Exercise goal: All the records that follow need to be reproduced exactly. Omit the images.

----

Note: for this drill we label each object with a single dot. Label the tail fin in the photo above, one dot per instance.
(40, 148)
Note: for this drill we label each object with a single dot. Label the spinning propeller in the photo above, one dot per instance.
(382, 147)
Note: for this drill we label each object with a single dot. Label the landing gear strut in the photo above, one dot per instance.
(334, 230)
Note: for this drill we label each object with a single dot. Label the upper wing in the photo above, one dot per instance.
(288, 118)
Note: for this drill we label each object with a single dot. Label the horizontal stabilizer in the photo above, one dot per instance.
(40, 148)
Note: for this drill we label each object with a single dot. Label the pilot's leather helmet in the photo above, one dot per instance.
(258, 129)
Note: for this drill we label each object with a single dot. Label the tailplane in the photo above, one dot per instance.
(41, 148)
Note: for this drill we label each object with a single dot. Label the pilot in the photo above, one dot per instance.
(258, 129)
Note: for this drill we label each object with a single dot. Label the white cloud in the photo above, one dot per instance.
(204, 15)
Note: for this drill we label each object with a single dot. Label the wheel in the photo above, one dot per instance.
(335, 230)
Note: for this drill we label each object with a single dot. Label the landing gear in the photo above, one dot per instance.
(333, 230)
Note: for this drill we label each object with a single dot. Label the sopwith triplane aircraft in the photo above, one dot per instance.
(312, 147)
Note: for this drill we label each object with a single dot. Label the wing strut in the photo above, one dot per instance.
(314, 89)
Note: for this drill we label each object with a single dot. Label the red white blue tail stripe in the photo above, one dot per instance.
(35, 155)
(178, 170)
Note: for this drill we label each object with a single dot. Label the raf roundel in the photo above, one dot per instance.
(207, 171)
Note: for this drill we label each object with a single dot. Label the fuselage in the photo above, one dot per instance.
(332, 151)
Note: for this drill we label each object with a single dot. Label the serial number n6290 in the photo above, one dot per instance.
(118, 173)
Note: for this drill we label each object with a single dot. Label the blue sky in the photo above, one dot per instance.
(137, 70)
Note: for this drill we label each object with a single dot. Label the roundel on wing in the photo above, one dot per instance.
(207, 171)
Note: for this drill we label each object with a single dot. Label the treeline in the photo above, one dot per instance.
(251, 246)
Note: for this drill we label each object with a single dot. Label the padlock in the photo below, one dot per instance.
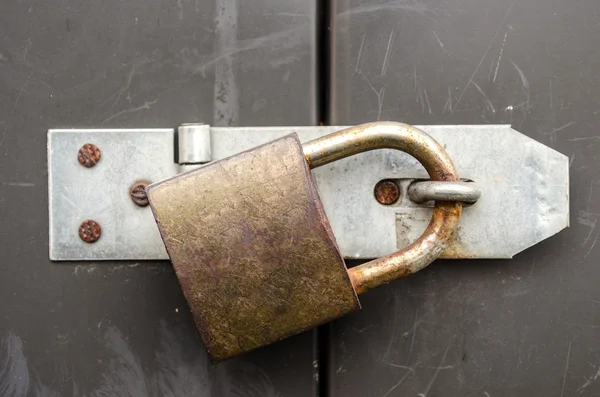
(252, 247)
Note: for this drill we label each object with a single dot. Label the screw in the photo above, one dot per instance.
(138, 193)
(90, 231)
(387, 192)
(88, 155)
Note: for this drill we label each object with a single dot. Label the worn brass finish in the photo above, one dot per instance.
(439, 166)
(252, 248)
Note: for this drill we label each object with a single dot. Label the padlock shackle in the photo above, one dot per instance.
(439, 166)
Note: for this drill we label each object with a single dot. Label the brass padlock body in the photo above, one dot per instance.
(252, 248)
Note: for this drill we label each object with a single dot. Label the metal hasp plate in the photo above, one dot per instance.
(524, 184)
(253, 226)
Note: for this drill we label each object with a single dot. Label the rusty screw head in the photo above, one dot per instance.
(89, 155)
(90, 231)
(138, 193)
(387, 192)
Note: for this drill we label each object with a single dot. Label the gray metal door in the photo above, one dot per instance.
(123, 329)
(521, 327)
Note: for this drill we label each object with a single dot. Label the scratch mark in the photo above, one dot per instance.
(448, 105)
(12, 111)
(362, 44)
(571, 160)
(396, 385)
(251, 44)
(488, 102)
(562, 394)
(180, 6)
(120, 92)
(524, 81)
(380, 94)
(437, 371)
(387, 53)
(400, 366)
(484, 54)
(415, 76)
(500, 57)
(146, 105)
(439, 41)
(593, 244)
(391, 6)
(551, 98)
(427, 100)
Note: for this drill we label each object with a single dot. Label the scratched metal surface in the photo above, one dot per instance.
(521, 327)
(123, 329)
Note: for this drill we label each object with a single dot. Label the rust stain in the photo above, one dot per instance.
(387, 192)
(90, 231)
(89, 155)
(138, 195)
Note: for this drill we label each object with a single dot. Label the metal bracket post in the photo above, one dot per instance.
(374, 209)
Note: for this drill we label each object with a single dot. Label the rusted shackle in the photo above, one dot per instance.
(253, 249)
(437, 163)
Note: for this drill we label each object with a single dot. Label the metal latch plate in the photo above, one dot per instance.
(525, 191)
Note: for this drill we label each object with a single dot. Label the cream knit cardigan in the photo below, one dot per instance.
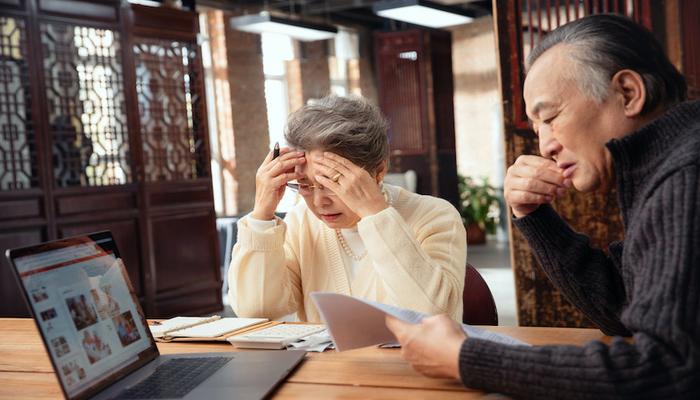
(416, 259)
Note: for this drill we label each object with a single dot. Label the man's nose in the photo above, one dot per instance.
(549, 147)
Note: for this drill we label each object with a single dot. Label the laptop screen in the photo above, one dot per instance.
(86, 310)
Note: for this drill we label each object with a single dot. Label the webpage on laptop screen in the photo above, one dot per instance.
(86, 311)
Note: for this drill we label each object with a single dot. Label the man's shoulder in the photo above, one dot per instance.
(685, 151)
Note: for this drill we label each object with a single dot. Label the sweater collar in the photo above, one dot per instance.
(641, 153)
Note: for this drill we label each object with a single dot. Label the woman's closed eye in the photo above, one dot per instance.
(549, 120)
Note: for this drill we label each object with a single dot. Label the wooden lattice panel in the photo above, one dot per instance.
(86, 106)
(18, 165)
(169, 94)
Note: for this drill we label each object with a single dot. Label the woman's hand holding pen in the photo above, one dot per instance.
(354, 186)
(271, 178)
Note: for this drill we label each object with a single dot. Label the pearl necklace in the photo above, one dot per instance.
(346, 247)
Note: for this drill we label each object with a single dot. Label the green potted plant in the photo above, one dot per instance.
(479, 208)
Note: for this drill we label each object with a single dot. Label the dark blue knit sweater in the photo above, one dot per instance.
(648, 286)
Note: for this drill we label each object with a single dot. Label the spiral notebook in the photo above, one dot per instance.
(212, 328)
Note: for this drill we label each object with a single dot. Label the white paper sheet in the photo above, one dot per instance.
(354, 323)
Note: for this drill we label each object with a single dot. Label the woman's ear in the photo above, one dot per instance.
(381, 171)
(629, 85)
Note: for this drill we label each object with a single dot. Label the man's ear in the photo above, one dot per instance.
(629, 85)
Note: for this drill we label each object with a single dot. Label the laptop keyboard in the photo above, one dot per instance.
(175, 378)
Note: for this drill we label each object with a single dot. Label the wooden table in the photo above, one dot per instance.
(26, 372)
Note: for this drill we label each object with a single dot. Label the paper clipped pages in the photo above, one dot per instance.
(355, 323)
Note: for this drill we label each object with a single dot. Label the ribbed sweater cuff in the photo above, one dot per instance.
(267, 240)
(480, 364)
(546, 231)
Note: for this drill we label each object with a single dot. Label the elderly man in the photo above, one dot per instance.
(607, 106)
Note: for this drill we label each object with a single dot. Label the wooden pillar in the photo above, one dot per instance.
(248, 110)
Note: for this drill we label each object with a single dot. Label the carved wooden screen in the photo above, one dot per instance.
(168, 86)
(415, 93)
(86, 108)
(18, 157)
(520, 24)
(78, 154)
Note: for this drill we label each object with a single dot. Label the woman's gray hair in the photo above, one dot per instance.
(604, 44)
(348, 126)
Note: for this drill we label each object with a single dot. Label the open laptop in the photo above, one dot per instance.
(98, 339)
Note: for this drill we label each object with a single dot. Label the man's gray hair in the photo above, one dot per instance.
(604, 44)
(348, 126)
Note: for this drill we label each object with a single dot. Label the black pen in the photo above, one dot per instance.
(276, 150)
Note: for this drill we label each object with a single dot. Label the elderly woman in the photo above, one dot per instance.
(352, 234)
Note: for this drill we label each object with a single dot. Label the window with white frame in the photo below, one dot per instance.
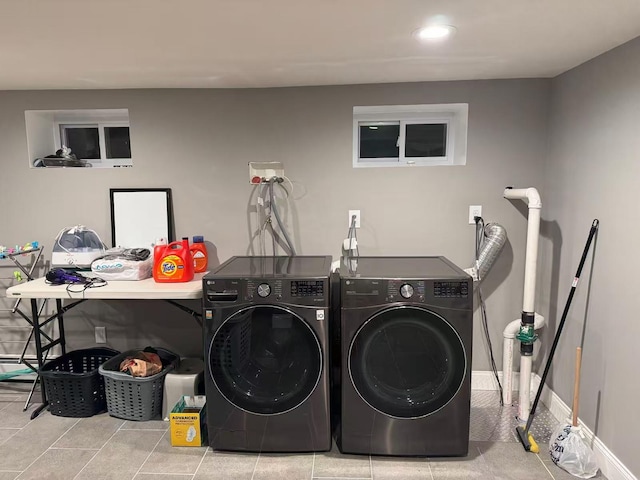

----

Task answer:
Note: for this drill we label each object with a single dot. Label the tail fin in the photo above, one dot per instance.
(40, 148)
Note: for this drill we label each object with a single dot. Label the spinning propeller in the photo above, one dot per instance.
(382, 147)
Note: for this drill we label each object with a single dot. Label the landing gear strut in the photo above, one dot per instance.
(334, 230)
Note: for this drill we label each object with a single dot. Label the upper wing in the photo above, one dot per instance.
(288, 118)
Note: for this drill we label each object with a single dot. Label the horizontal stabilizer in the photo above, one dot per instance.
(40, 148)
Note: for this drill we label each object with a single dot. Label the pilot's leather helmet in the photo above, one dot per instance.
(258, 129)
Note: for this drill we label each object with a single dot. Label the tailplane in the photo above, one dot per instance.
(41, 148)
Note: for this drill we label each object with a single dot. Label the pilot in the photo above, one dot per instance.
(258, 129)
Note: for this drill we label each object with a single dot. Label the white cloud in the photo above, one dot per instance.
(204, 15)
Note: for this drill we label each object with a single dot. Label the wheel in the photo above, one dot per instance.
(335, 230)
Note: for this drill we label each object with a single dot. Label the landing gear in the photo above, one dot per instance.
(333, 230)
Note: for this drill we label each object with a single dot. Label the sopwith triplane aircraft in the photo above, one dot per instance.
(312, 147)
Note: for this drill we label each object with a single dot. Label the wing strut in the photo above, one dot per instance.
(314, 89)
Note: for this drill we label each object with a single dot. Label the red white blue tail stripe in the photo above, one dot per instance.
(35, 155)
(178, 170)
Note: for this drill we label each object with a single dot. Label the raf roundel in the photo above, one dot per instance.
(207, 171)
Note: for this drill we label each object with a single dot. Label the fuselage in the photo above, one dot per instance.
(332, 151)
Note: for this drill we label each object with a single dot. Label the serial number n6290 in the photo above, one dot per instance.
(118, 173)
Note: for this drill we label each object with a single dot. Label the blue sky in the photo above, one dot per instance.
(137, 70)
Note: for this drill we label each object with a single dot. Label the roundel on wing in the photo above, one dot per instance.
(207, 171)
Note: for this drill we label each object with a single dot. Label the treeline in the photo above, one dot per instance.
(251, 246)
Note: for this drill we label each object with a single dot. Label the padlock in the photo below, one dot per instance.
(252, 247)
Note: for this drill we label each object with a single dot. Label the screw in the photo above, one dot per instance.
(138, 193)
(90, 231)
(387, 192)
(88, 155)
Note: for this drill we label each object with a single dot. Label the worn brass finish in the photo above, one dot per instance.
(439, 166)
(252, 248)
Note: for this drill we label each object with a single dot. Label the padlock shackle in the photo above, one dot per instance.
(439, 166)
Note: for this drill we label each object with a single dot. Label the brass padlock body in the photo above, one dot per instance.
(252, 248)
Note: for this drill we label each object with a single dot. Label the metal hasp plate in the photo above, one dot per instance.
(524, 184)
(253, 226)
Note: for this drill we label each object with a single dot. Label the rusty screw head in the photo above, one dot per instance.
(89, 155)
(90, 231)
(138, 193)
(387, 192)
Note: for this drill we label each object with a single dot. Label the gray metal door in the photo above, one dot per instance.
(123, 329)
(521, 327)
Note: for this drill we label each object with a single dot. Label the scratch mark in the photo above, one dot per instance.
(448, 105)
(12, 111)
(362, 44)
(571, 160)
(396, 385)
(251, 44)
(488, 102)
(562, 394)
(180, 6)
(120, 92)
(524, 81)
(380, 94)
(437, 371)
(387, 53)
(400, 366)
(484, 54)
(415, 76)
(500, 57)
(146, 105)
(439, 41)
(593, 244)
(391, 6)
(551, 98)
(427, 100)
Note: for this drill we label each object with a single dot. Label the scratched metal surface in the photo above, one dot per instance.
(521, 327)
(123, 329)
Note: for this drill we label each object with a single dot. Label the rust stain in the photo above, one dot per instance.
(387, 192)
(90, 231)
(89, 155)
(138, 195)
Note: for this drill we label each object with a single dot. Label the metal bracket post in the photo above, one dot per instance.
(374, 209)
Note: for this drill we label each object with a single dot. Label the rusted shackle in the photo above, one dot per instance.
(253, 249)
(437, 163)
Note: for this drill we label each object with a single dot. Label the metal latch plate in the photo above, one dot per instance.
(525, 191)
Note: for this drill we label each object with a single dot. Label the cream knit cardigan in the photo below, one dot per instance.
(416, 259)
Note: for this drill we label each object with a single dot. Label the man's nose in the photo above, one dot per instance.
(549, 147)
Note: for this drill we label each object with a single dot. Label the laptop screen in the photo above, one dot per instance.
(86, 310)
Note: for this drill we label each object with a single dot. Label the webpage on laptop screen in the photo above, one dot per instance.
(86, 311)
Note: for this drill we label each object with a single dot. Label the man's shoulder in the photo above, one dot per instance.
(685, 151)
Note: for this drill we label each object with a single dot. Label the sweater collar in the photo above, one dot per instance.
(641, 153)
Note: for this drill we label each object with a single dot. Label the woman's closed eye in the photo above, one dot per instance.
(549, 120)
Note: for this drill we label each object with a single dot. Label the wooden lattice panel in the photo above, one dot per instance.
(86, 106)
(18, 165)
(169, 94)
Note: for this drill we label each object with a single dot. Label the woman's hand holding pen in the photo above, one dot per instance.
(354, 186)
(271, 178)
Note: for this drill we label each object with a single dot. Label the pearl necklace in the photo above, one dot per instance.
(346, 247)
Note: for this drill we label each object with a single dot. Label the green potted plant in the photo above, one dot per instance.
(479, 208)
Note: for this drill we label each object with a single dot. Label the dark blue knit sweater in the photo above, one dot per instance.
(648, 286)
Note: for this drill we label each object with a single dot. Label the spiral notebook in the photo above, one dot per instance.
(212, 328)
Note: for this drill we label each object with a single dot. Label the white paper sheet in the photo above, one dot per instance.
(354, 323)
Note: for this drill we label each object with a single dot. Label the woman's ear in the photo above, one dot per instance.
(381, 171)
(629, 85)
Note: for this drill we label each object with a single dot. Label the man's ear in the photo above, one dot per instance.
(629, 85)
Note: for this drill we label each object with a single dot. Label the laptop keyboard in the photo above, one dot per instance.
(175, 378)
Note: for this drill we label each object with a single dot. Label the wooden table in the photo above, one dot per instance.
(26, 372)
Note: for this drill we label each object with a single dot. Label the paper clipped pages in the photo above, one dot per instance.
(355, 323)
Note: for this drill we label each object with a single dot. Label the ribbed sweater cuff in the photo above, one dot per instance.
(267, 240)
(480, 364)
(546, 231)
Note: for this drill we label each object with a single dot. Label the elderly man in the photo above, one dot per instance.
(607, 106)
Note: for this drill we label each object with a single dot. Label the wooden pillar in the photo above, one dot per instance.
(248, 110)
Note: for this drill we label each object with a single dot. Label the carved wooden screen in the photo above, one dot per instance.
(168, 86)
(415, 93)
(86, 108)
(18, 157)
(520, 24)
(78, 154)
Note: for this drill we label each object with a single dot. Label the woman's gray hair in the photo above, one dot per instance.
(604, 44)
(348, 126)
Note: for this drill we label each object with a single dot. Label the open laptop in the photo above, one dot per instance.
(98, 339)
Note: for this drill we label each object with a single dot. Label the man's gray hair in the photo above, one dot per instance.
(604, 44)
(348, 126)
Note: for this drill we label each object with a single dot. Label the black pen in the photo above, one dot per instance.
(276, 150)
Note: for this drill we label each object with a single dot. Label the elderly woman in the photo above, one dot per instance.
(352, 234)
Note: for this drill we label each object with a single dot. Label the window with white frame in the photo below, one dot per instance.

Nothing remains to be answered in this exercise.